[Rows from a pointing dataset]
◇ ◇ ◇

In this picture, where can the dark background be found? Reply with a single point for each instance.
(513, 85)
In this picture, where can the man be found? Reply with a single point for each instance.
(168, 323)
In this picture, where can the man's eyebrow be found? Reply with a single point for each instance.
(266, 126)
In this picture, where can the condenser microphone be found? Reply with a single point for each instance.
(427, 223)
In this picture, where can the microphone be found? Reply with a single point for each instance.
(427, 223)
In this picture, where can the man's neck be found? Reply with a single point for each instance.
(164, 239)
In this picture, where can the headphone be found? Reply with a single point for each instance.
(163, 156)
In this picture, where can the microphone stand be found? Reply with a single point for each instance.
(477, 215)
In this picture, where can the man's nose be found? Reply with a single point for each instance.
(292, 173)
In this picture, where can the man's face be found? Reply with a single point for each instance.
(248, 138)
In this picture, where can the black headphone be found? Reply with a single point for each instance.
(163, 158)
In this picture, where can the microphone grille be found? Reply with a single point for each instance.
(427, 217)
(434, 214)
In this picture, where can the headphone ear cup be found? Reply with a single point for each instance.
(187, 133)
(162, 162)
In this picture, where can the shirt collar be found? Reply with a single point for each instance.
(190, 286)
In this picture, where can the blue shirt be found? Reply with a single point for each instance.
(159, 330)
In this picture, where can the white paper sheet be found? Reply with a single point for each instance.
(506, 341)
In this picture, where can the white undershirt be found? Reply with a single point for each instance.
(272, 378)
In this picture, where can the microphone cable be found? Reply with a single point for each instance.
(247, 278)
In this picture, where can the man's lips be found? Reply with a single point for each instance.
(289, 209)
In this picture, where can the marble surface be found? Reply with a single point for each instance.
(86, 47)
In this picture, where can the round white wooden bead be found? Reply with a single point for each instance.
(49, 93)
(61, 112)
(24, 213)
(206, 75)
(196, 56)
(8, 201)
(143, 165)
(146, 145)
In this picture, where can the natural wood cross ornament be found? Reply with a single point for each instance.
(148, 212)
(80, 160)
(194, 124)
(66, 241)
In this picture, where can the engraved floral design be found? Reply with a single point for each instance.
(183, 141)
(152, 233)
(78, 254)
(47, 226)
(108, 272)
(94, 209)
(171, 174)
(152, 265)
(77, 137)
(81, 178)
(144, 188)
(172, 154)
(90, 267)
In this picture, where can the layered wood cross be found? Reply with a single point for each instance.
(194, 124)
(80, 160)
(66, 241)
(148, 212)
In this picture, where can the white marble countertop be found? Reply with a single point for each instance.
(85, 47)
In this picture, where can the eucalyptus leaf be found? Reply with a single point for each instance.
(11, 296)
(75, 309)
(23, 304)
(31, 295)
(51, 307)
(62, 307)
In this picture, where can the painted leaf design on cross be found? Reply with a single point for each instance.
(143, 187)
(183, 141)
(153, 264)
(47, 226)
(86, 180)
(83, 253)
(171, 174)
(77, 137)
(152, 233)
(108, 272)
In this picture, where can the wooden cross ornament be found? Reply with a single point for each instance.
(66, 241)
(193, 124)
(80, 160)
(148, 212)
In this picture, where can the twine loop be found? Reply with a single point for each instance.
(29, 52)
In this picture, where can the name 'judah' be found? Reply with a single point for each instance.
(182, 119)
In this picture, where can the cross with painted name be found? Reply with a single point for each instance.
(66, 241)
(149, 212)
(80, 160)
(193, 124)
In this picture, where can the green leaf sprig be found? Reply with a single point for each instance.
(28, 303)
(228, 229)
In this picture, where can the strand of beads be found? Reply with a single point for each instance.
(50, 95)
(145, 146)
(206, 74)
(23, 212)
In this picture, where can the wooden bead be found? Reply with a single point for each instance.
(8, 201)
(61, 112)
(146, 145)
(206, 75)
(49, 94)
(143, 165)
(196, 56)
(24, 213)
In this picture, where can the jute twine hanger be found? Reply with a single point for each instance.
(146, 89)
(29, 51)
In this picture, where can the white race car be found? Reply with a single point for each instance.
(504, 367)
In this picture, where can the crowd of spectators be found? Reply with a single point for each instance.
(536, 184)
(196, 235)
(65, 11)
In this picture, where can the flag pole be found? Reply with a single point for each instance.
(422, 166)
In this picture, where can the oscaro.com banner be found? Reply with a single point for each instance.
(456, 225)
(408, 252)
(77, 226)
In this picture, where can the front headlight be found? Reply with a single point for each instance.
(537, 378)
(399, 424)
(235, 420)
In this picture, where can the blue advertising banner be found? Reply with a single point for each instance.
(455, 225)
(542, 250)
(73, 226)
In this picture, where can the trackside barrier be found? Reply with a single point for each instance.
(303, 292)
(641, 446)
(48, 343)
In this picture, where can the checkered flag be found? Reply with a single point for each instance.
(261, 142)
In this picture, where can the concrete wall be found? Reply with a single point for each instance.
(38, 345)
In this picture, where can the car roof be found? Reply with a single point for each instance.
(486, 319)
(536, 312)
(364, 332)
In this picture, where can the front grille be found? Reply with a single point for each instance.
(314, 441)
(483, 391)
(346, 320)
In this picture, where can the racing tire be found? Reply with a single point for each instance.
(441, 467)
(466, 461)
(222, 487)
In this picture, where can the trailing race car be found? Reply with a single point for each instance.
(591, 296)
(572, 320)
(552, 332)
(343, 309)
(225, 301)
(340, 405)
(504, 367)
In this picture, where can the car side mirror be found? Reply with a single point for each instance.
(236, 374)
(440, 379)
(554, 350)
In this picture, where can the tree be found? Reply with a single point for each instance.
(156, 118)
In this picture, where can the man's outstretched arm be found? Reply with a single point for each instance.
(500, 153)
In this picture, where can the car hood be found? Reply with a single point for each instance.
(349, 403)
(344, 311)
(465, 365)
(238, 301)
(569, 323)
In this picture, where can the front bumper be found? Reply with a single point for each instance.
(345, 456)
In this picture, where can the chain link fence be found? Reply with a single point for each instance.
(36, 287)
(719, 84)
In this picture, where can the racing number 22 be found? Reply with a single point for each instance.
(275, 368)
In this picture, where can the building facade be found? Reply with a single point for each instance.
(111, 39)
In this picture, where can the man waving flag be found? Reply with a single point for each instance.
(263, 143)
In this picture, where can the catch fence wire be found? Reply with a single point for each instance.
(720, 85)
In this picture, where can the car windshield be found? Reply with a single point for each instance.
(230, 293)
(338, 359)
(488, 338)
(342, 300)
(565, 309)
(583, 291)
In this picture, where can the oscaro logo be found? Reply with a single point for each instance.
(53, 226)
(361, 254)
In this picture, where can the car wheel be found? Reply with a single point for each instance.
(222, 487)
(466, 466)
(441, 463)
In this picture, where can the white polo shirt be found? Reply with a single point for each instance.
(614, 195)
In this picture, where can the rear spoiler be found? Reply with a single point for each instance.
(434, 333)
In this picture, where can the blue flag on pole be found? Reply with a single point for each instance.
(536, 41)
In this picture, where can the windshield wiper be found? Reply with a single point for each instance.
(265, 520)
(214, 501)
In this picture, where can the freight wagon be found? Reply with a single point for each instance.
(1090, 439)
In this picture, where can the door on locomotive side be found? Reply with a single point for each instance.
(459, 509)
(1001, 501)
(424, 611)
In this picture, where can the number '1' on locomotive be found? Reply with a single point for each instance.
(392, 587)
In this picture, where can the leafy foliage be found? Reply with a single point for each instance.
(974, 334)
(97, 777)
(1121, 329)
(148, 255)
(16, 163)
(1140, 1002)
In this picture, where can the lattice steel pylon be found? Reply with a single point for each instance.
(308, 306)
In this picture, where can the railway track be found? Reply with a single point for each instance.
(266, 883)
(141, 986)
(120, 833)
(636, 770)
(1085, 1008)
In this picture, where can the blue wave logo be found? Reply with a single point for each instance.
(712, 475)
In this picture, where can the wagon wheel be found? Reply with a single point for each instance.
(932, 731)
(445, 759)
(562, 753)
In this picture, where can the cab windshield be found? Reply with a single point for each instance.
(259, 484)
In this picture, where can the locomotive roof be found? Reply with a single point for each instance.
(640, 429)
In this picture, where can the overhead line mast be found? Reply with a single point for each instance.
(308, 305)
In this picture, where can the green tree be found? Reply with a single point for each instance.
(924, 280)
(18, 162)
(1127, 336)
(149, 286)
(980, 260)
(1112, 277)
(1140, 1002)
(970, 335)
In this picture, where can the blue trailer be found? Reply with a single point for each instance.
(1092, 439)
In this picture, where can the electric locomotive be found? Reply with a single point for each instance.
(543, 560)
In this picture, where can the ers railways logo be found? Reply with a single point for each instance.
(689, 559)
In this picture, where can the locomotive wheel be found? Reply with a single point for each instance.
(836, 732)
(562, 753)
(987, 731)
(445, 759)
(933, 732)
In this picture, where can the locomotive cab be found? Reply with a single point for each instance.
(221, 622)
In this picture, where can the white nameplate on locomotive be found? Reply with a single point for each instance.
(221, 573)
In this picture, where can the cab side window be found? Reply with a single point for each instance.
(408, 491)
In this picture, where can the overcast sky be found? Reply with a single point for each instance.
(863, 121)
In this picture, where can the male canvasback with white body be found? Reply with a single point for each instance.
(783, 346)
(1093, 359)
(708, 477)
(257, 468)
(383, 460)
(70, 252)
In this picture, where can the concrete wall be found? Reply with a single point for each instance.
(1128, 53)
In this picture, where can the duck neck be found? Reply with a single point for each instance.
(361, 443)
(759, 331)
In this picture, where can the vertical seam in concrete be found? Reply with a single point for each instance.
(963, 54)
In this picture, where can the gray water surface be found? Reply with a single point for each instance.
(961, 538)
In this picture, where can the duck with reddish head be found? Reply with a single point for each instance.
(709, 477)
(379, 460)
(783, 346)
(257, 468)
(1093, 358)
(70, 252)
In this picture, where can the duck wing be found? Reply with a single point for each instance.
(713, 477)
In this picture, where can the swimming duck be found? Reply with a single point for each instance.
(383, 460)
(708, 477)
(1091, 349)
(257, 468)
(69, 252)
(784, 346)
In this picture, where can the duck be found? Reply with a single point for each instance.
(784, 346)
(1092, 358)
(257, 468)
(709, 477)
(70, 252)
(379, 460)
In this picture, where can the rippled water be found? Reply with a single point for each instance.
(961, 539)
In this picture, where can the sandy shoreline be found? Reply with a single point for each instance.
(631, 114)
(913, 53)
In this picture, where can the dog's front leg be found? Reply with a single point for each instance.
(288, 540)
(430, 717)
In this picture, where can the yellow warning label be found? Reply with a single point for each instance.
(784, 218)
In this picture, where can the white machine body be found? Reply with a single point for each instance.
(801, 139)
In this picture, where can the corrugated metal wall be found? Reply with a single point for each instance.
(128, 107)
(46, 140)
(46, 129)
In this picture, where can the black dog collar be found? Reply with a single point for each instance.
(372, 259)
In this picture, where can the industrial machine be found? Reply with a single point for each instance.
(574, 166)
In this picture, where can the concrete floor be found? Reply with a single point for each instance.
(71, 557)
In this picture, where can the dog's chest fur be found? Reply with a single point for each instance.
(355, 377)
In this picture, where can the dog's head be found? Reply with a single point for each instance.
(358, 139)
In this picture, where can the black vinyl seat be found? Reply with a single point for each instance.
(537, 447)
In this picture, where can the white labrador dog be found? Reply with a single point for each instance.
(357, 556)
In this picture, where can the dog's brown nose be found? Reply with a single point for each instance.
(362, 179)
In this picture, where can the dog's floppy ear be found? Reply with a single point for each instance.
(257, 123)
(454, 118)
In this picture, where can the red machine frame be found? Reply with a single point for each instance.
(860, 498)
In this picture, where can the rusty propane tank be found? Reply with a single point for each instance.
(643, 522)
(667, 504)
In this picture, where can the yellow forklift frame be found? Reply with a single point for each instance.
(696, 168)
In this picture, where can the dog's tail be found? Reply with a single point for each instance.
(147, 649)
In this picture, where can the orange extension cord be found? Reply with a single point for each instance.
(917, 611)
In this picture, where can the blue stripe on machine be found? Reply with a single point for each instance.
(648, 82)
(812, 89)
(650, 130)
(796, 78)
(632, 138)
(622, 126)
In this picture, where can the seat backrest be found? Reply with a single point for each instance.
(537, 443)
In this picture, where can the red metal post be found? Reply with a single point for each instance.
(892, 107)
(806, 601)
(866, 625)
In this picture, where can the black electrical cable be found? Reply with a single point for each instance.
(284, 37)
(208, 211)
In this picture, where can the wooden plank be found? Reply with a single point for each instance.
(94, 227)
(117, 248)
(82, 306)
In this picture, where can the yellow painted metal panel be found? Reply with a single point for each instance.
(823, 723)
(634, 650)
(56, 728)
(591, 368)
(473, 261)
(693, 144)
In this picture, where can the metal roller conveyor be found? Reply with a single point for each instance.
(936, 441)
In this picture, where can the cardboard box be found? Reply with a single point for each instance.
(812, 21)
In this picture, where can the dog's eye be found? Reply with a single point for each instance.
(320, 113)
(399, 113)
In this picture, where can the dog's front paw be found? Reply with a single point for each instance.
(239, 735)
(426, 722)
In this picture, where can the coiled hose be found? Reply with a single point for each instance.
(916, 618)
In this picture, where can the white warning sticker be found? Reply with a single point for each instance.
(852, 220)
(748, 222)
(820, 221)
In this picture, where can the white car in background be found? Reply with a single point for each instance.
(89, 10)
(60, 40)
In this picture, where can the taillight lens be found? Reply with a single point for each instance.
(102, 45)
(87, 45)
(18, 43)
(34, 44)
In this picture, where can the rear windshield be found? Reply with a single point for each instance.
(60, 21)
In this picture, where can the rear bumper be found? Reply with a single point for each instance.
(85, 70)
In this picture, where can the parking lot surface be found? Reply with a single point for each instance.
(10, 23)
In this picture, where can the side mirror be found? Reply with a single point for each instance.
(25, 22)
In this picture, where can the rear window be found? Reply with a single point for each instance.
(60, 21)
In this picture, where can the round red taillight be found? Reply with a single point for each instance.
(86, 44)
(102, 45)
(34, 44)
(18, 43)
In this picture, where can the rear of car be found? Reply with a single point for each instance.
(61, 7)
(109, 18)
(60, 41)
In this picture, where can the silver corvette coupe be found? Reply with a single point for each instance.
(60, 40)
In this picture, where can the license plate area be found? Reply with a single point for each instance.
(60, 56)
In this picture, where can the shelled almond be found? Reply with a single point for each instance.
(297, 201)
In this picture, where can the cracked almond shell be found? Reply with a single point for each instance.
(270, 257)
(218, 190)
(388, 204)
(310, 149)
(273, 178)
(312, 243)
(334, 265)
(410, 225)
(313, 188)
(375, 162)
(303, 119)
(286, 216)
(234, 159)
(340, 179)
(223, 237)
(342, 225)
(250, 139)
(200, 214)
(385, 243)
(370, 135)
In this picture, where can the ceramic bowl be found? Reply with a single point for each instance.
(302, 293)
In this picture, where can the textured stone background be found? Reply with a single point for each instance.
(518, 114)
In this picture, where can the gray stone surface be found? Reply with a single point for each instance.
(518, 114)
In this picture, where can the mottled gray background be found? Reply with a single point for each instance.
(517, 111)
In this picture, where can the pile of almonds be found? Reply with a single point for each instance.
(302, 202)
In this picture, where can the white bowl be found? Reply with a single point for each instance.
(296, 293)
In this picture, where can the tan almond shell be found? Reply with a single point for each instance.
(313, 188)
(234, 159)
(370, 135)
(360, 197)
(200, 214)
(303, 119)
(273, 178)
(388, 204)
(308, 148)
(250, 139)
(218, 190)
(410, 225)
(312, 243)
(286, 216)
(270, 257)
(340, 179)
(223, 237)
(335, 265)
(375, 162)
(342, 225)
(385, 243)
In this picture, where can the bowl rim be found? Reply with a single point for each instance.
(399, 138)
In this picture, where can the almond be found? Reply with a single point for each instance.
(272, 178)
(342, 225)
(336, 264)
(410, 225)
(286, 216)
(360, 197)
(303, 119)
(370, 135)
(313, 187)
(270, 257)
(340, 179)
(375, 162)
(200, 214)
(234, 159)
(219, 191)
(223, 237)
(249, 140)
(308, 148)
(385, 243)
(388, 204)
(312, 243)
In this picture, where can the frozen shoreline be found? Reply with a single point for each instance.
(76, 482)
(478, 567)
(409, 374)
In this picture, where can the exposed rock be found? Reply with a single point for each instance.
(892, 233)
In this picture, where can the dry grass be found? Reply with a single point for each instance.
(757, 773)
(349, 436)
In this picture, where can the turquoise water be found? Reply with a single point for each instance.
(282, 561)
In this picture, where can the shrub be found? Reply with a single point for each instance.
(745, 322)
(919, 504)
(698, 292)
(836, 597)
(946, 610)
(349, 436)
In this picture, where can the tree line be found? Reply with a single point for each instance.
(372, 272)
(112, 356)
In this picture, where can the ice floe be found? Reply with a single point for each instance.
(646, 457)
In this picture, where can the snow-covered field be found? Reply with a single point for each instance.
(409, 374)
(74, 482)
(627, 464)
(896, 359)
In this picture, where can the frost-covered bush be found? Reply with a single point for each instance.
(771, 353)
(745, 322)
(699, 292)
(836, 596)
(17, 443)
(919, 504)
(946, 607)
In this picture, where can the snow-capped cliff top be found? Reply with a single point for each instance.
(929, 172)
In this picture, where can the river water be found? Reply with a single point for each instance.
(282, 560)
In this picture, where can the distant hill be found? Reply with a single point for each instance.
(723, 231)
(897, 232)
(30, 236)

◇ ◇ ◇

- **JOB**:
Arrange everything from the line containing "In this picture, where can the snow-capped" down to the end of the data as a Markdown table with the columns Row and Line. Number each line and leave out any blank ones.

- **SOLVED PROBLEM**:
| Row | Line |
|---|---|
| 1 | In this picture, where can the snow-capped cliff top be found? Reply with a single point for each instance. |
| 2 | (929, 172) |
| 3 | In this picture, where can the river water be found? Reply with a single point for each instance. |
| 4 | (282, 560) |
| 5 | In this picture, where can the distant hill be found? Reply with a single point for each instance. |
| 6 | (723, 231) |
| 7 | (897, 232) |
| 8 | (30, 236) |